#### GIVEN INSTRUCTION
Rewrite all of the data below as a numbered list with one entry per line, skipping blank lines and leaving out the pictures.

──────────────────────────────

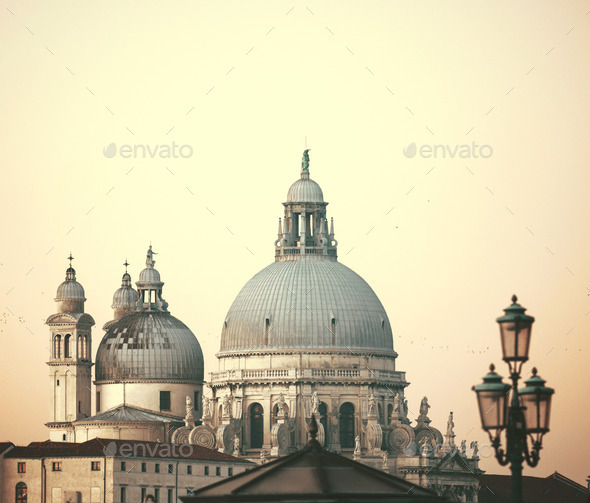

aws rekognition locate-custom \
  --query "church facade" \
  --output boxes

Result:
[47,151,482,503]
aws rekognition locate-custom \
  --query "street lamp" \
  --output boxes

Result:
[472,295,554,503]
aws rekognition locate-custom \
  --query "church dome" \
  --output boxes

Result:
[112,273,138,309]
[55,266,86,301]
[220,154,393,354]
[221,257,393,352]
[96,245,203,382]
[95,311,204,382]
[287,173,324,203]
[139,267,160,283]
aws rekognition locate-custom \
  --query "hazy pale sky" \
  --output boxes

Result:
[0,0,590,483]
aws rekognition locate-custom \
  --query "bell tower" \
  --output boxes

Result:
[45,254,94,442]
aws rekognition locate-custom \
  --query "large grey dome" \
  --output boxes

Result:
[220,257,393,352]
[96,311,203,382]
[55,267,86,301]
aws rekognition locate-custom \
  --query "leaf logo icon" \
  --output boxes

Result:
[404,142,418,159]
[102,142,117,159]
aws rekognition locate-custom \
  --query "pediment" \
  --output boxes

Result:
[45,313,94,326]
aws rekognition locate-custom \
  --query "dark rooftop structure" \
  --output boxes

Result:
[181,416,447,503]
[4,438,251,464]
[479,472,590,503]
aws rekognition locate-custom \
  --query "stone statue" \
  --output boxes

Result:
[393,393,400,414]
[446,412,455,437]
[301,148,311,173]
[420,397,430,417]
[369,393,375,416]
[306,392,320,414]
[459,440,467,456]
[277,393,287,416]
[354,435,361,456]
[203,395,211,417]
[145,245,157,269]
[418,436,431,457]
[430,438,438,456]
[221,395,231,417]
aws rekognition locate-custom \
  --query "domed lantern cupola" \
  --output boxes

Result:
[135,245,168,313]
[55,253,86,313]
[275,149,338,261]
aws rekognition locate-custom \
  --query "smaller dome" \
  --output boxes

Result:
[287,178,324,203]
[55,279,86,300]
[55,266,86,301]
[112,286,138,309]
[139,267,160,283]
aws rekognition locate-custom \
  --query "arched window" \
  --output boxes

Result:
[318,402,328,442]
[14,482,27,503]
[250,403,264,449]
[64,334,72,358]
[272,404,289,424]
[53,334,61,358]
[264,318,270,346]
[340,402,354,449]
[330,316,336,346]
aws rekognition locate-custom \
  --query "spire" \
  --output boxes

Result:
[66,252,76,281]
[275,152,338,261]
[145,243,157,269]
[135,244,168,312]
[301,148,311,178]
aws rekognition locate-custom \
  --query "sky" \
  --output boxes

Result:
[0,0,590,483]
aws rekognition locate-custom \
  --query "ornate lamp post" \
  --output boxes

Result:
[472,295,554,503]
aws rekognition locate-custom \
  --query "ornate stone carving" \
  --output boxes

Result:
[311,391,320,414]
[221,395,231,417]
[188,425,215,449]
[270,423,291,456]
[203,395,211,418]
[216,424,236,454]
[352,435,361,461]
[367,424,383,452]
[184,396,195,429]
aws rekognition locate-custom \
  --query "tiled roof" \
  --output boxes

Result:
[0,442,14,454]
[181,440,447,503]
[5,438,250,463]
[479,472,590,503]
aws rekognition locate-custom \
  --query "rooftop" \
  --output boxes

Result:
[4,438,250,464]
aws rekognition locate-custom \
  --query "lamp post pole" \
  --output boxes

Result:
[472,296,554,503]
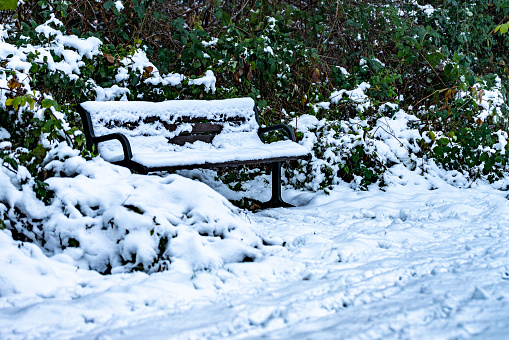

──────────────────────────────

#### RESPONSE BELOW
1. aws rekognition locate-custom \
2.   --query "church facade" \
3.   --output boxes
4. Result:
5. [47,151,482,503]
6. aws rekognition locate-custom \
7.   --query "street lamp" \
8.   --output boxes
9. Result:
10. [472,295,554,503]
11. aws rekognition locate-custom \
12.   --query "church dome" \
13.   --output boxes
14. Result:
15. [112,273,138,309]
16. [55,266,86,301]
17. [220,154,393,354]
18. [221,257,393,352]
19. [96,245,203,382]
20. [95,311,204,382]
21. [287,173,324,203]
22. [139,267,160,283]
23. aws rekognition locate-custom \
24.   --query "hazy pale sky" \
25.   --output boxes
26. Result:
27. [0,0,590,483]
28. aws rekognition locate-custom \
29.   --query "bell tower" \
30.   --output boxes
31. Result:
32. [45,254,94,442]
33. aws rekognition locate-custom \
34.   --query "large grey dome" \
35.   --output boxes
36. Result:
37. [220,257,393,352]
38. [96,311,203,382]
39. [55,267,86,301]
40. aws rekognition locate-custom \
41.   --query "leaf logo icon" \
42.   --output boxes
43. Result:
44. [404,142,418,159]
45. [102,142,117,159]
46. aws rekognition locate-custom \
47.   --query "pediment" \
48.   --output boxes
49. Result:
50. [45,313,94,326]
51. aws rekognition locate-custom \
52.   --query "dark rooftop structure" \
53.   --output boxes
54. Result:
55. [181,416,447,503]
56. [4,438,251,464]
57. [479,472,590,503]
58. aws rekognition locate-custom \
59.   --query "stone statue" \
60.   --output boxes
61. Result:
62. [393,393,400,414]
63. [446,412,455,437]
64. [301,148,311,173]
65. [420,397,430,417]
66. [369,393,375,416]
67. [306,392,320,414]
68. [459,440,467,456]
69. [277,393,287,416]
70. [354,435,361,456]
71. [203,395,211,417]
72. [145,245,157,269]
73. [418,436,431,457]
74. [430,438,438,456]
75. [221,395,231,417]
76. aws rekognition locate-custom \
77.   --query "domed lantern cupola" \
78.   --output boxes
79. Result:
80. [135,245,168,313]
81. [55,253,86,313]
82. [275,149,338,261]
83. aws rekognition locate-custom \
84.   --query "smaller dome" \
85.   --output boxes
86. Result:
87. [287,178,324,203]
88. [55,279,86,300]
89. [55,266,86,301]
90. [112,286,138,309]
91. [139,267,160,283]
92. aws rekognition locate-custom \
93.   --query "arched window" \
94.   --output boxes
95. Result:
96. [318,402,328,442]
97. [14,482,27,503]
98. [250,403,264,449]
99. [64,334,72,358]
100. [272,404,289,424]
101. [53,334,61,358]
102. [264,318,270,346]
103. [340,402,354,449]
104. [330,316,336,346]
105. aws rekognition locate-custom \
106.   --query "spire" \
107.   --output boxes
108. Result:
109. [66,252,76,281]
110. [275,152,338,261]
111. [145,243,157,269]
112. [135,244,168,312]
113. [301,148,311,178]
114. aws rekognition locate-custom \
115.   --query "sky" \
116.   --output boxes
117. Result:
118. [0,0,590,483]
119. aws rekognition locate-custom \
120.   --query "ornate lamp post" \
121.   --output boxes
122. Result:
123. [472,295,554,503]
124. aws rekognition locate-custom \
125.   --query "ornate stone carving" \
126.   --output boxes
127. Result:
128. [311,391,320,414]
129. [221,395,231,417]
130. [188,425,215,449]
131. [270,423,291,456]
132. [203,395,211,418]
133. [216,424,236,454]
134. [352,435,361,461]
135. [367,424,383,452]
136. [184,396,195,429]
137. aws rekognition locate-custom \
138.   --query "tiled roof" \
139.   --output boxes
140. Result:
141. [0,442,14,454]
142. [181,440,447,503]
143. [5,438,250,463]
144. [479,472,590,503]
145. aws rekognition locate-custom \
146.   --query "rooftop" \
147.   --output boxes
148. Result:
149. [4,438,250,464]
150. aws rekognition locate-custom \
151.   --query "lamp post pole" \
152.   --output boxes
153. Result:
154. [472,296,554,503]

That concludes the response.